= What is expected =
The entries below are to be repeated exactly, and their pictures left out.

━━ Task inputs

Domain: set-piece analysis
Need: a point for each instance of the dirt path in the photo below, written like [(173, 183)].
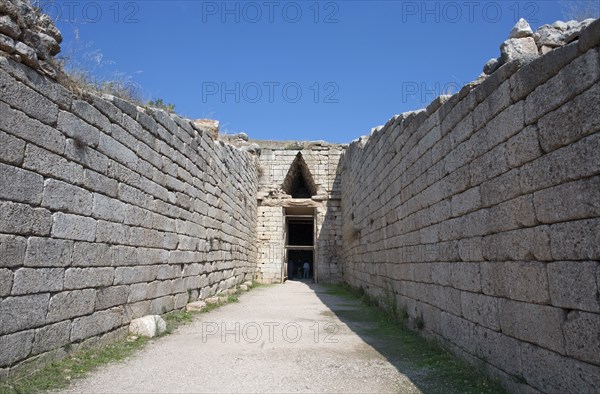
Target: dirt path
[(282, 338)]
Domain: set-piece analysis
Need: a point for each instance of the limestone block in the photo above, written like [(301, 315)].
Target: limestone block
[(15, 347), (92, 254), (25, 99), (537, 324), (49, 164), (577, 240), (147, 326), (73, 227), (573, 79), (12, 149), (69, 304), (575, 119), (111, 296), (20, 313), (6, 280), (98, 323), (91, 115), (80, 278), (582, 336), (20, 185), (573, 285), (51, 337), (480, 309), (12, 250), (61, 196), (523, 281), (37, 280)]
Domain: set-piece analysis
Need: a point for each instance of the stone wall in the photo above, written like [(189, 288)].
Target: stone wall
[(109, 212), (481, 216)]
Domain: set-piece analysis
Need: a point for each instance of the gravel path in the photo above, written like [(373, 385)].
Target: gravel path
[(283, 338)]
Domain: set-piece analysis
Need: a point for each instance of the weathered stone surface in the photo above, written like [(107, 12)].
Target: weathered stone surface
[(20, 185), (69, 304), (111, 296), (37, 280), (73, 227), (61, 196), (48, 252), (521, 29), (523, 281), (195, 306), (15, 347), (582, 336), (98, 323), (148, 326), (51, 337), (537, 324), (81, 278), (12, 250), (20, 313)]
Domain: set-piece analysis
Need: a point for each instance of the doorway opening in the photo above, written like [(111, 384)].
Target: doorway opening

━━━━

= Result of the exercise =
Domain: set-piece analysis
Need: a point for each instance of the dirt path in the photo below, written like [(173, 183)].
Target: dirt path
[(282, 338)]
Domain: set-piece analysis
Need: a point for each instance of the limestone block in the photo above, written like [(301, 315)].
Target: limestone block
[(15, 347), (92, 254), (25, 99), (537, 324), (49, 164), (577, 240), (147, 326), (73, 227), (573, 79), (12, 149), (69, 304), (575, 119), (111, 296), (20, 313), (6, 280), (98, 323), (91, 115), (80, 278), (582, 336), (20, 185), (573, 285), (51, 337), (480, 309), (12, 250), (61, 196), (523, 281), (37, 280)]
Domain: set-piece analysis
Need: a point for each instance of the stone wall in the photo above, written like [(189, 288)].
Target: stone wall
[(109, 212), (481, 216)]
Domain: set-piece analysis
Need: a point for each instance of the gravel path in the photo above, written like [(373, 385)].
Target: gravel path
[(283, 338)]
Domain: set-piece analysis
Need: a point for each instance of the weathered stone surface in the photo above, written like [(107, 12)].
Target: weathered stone surface
[(20, 185), (69, 304), (111, 296), (37, 280), (73, 227), (61, 196), (48, 252), (521, 29), (523, 281), (195, 306), (15, 347), (582, 336), (98, 323), (148, 326), (51, 337), (537, 324), (81, 278), (12, 250), (20, 313)]
Domain: set-piece analysis
Need: a point for each instance of the doorway opening in the photo above, written like [(111, 384)].
Target: doorway opening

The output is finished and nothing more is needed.